:: Your task ::
Repeat the data exactly as it stands.
[[ Available data open ]]
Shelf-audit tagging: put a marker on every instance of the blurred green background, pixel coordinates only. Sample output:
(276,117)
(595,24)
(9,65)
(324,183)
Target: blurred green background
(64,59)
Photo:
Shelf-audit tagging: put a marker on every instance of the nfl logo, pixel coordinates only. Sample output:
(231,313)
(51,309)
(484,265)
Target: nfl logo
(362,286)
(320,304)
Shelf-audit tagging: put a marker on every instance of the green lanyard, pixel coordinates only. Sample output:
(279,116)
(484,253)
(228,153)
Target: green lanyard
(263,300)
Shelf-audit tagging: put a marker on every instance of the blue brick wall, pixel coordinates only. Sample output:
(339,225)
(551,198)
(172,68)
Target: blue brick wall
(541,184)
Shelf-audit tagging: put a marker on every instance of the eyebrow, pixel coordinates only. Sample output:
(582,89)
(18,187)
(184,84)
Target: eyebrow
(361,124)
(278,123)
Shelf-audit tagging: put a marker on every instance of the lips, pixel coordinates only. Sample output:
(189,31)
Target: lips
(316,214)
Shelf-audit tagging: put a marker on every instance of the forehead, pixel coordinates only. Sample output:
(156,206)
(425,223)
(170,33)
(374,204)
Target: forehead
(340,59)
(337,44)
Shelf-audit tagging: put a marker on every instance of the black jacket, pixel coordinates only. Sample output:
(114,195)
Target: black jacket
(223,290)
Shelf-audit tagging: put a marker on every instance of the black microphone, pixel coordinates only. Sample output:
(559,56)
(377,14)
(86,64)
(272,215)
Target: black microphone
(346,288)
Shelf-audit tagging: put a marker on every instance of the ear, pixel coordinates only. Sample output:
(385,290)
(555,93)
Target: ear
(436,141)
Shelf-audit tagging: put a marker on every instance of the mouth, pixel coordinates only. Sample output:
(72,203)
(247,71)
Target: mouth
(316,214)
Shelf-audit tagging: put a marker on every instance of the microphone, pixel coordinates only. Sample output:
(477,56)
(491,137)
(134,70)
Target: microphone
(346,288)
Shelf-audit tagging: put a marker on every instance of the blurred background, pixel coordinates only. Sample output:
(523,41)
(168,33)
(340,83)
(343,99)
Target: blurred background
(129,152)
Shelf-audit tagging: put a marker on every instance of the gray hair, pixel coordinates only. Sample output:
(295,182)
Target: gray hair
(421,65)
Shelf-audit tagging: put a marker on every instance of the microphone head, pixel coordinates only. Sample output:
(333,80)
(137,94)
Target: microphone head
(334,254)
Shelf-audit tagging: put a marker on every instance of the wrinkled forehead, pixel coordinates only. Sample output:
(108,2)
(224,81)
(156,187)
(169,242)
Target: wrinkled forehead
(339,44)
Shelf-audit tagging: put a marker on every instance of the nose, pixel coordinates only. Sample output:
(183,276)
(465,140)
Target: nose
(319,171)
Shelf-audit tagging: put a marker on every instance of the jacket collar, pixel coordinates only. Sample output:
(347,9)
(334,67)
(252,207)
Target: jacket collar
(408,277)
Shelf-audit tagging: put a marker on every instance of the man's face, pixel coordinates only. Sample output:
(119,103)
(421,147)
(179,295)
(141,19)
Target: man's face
[[ Available data closed ]]
:: Response to this task ::
Shelf-audit tagging: put a marker on every instance of the blurred green background, pixel coordinates only. Sample output:
(276,117)
(595,24)
(9,65)
(324,183)
Target: blurred green background
(64,59)
Photo:
Shelf-audit tagging: put a marker on every instance of the nfl logo, pixel coordinates only. Sample output:
(231,313)
(51,309)
(484,265)
Target: nfl logo
(362,286)
(320,304)
Shelf-audit tagging: put a marker on every instance of the green lanyard, pixel coordinates only. Sample output:
(279,116)
(484,253)
(228,153)
Target: green lanyard
(263,300)
Shelf-audit tagging: put a marker on every instance of the blue brick wall, pixel coordinates only. Sample output:
(339,225)
(551,198)
(172,68)
Target: blue brick wall
(541,184)
Shelf-audit tagging: put a marker on every instance of the eyebrow, pixel coordinates only. Sample output:
(582,89)
(18,187)
(184,84)
Target: eyebrow
(361,124)
(278,123)
Shelf-audit tagging: put a marker on every instance of the lips, pixel coordinates only. Sample output:
(189,31)
Target: lips
(316,214)
Shelf-audit tagging: put a marker on every instance of the forehead, pixel coordinates only. Sample output:
(156,206)
(425,223)
(170,33)
(374,204)
Target: forehead
(340,59)
(337,44)
Shelf-audit tagging: put a marker on every instance of the black jacket, pixel coordinates only. Sample output:
(114,195)
Target: black jacket
(223,290)
Shelf-audit tagging: put a marker on every instance of the black microphone, pixel coordinates only. Sample output:
(559,56)
(377,14)
(86,64)
(272,215)
Target: black microphone
(346,288)
Shelf-audit tagging: put a marker on every instance of the ear, pixel coordinates only. Sample output:
(385,290)
(555,93)
Target: ear
(436,141)
Shelf-audit tagging: put a marker on every instance of the mouth, pixel coordinates only. Sample output:
(72,203)
(247,71)
Target: mouth
(316,214)
Shelf-audit tagging: put a marker on every instance of the microphone, pixel coordinates only. Sample output:
(477,56)
(491,137)
(134,70)
Target: microphone
(346,288)
Shelf-audit tagging: put a marker on every instance of the blurred background, pixel coordinates only. Sample output:
(523,41)
(168,33)
(340,83)
(343,99)
Target: blurred background
(129,152)
Shelf-audit tagging: put a marker on every instance of the gray hair, pixel coordinates only. Sample output:
(295,182)
Target: gray hair
(421,65)
Shelf-audit tagging: put a marker on every instance of the microphone head, pixel coordinates only. Sample output:
(333,80)
(137,94)
Target: microphone head
(334,254)
Shelf-audit tagging: put a marker on every instance of the wrinkled forehead, pixel coordinates only. Sample output:
(108,2)
(224,81)
(156,187)
(169,242)
Target: wrinkled forehead
(339,44)
Shelf-audit tagging: put a marker on every instance of the nose, pixel coordinates only. Sample output:
(183,276)
(465,140)
Target: nose
(319,171)
Shelf-audit tagging: put a marker on every instance of the jacket collar, pixel coordinates only. Sample output:
(347,9)
(334,67)
(252,207)
Target: jacket collar
(408,277)
Shelf-audit tagging: put a marker on every instance of the man's face, pixel coordinates only. Sample output:
(119,103)
(421,147)
(179,295)
(141,19)
Target: man's face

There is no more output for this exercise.